> [Set task A] Output every line of the rows that follow the blog post as a JSON list of strings, one string per line, with blank lines omitted and the pictures left out.

> [Passage given]
»»
Wednesday, February 26, 2014

The Lego Movie and Genius Hour

#geniushour My twitter handle is @tklein11

I'm not the only teacher using Genius Hour.  Joy Kirr has compiled a very extensive Live Binder list of teachers using a version of Genius Hour their classrooms and resources for teachers and students.  There is clearly a movement going on.  What type of movement is it?  What are its origins?  Where else does the movement show up?  To find out, let's start in an unexpected place: The Lego Movie.

Over President's Day weekend, I saw The Lego Movie at the Mall of America. I loved it and disliked it simultaneously.  I loved it because I love Legos.  I also disliked it, however, because it vilified what I will call the "direction followers."  When I was young (and sometimes not-so-young) and built my Legos, I followed the directions.  I found it thrilling to create order out of the jumbled mess of pieces strewn across the floor.  I found it even more thrilling to complete Legos' original Pirate series, which was capped by the completion of El Dorado fortress during a very memorable Christmas.  (The previous sentence was exclusively for my mom and sister.)  In the Lego movie, however, it is those who do not follow the directions or care about completeness and order who are celebrated.  The heroes of the movie are those who follow their intuition, instincts, and passion to create whatever their heart can feel and their mind imagine.  Direction followers like myself are the bad guys because of our legalistic enthusiasm for the directions and our lack of creativity.   Thus, the The Lego Movie highlights a contrast between order and logic on one hand and imagination and passion on the other.  This juxtaposition is best illustrated in eighteenth and nineteenth century European intellectual culture.
««
> [Set task B] According to the blog post, where did the writer see The Lego Movie?

> [Records supplied]
»»
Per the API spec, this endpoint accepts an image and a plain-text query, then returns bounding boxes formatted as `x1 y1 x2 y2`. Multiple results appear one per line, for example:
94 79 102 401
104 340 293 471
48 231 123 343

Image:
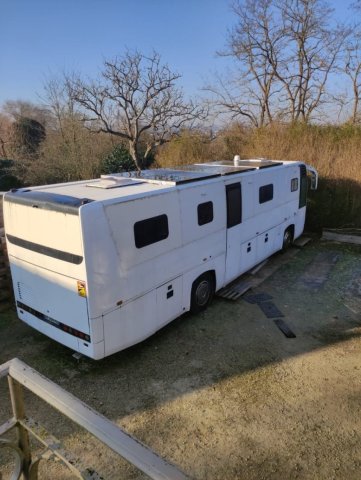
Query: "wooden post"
««
> [Complete answer A]
[
  "Per the API spec, this endpoint accepts an image and a plain-text query, then returns bounding boxes formatted as `x1 y1 x2 y2`. Multiple results appear one per line, for example:",
  "94 79 102 401",
  "104 340 293 471",
  "48 231 123 343",
  "Image:",
  "Query: \"wooden post\""
]

> [Complete answer B] At the Mall of America.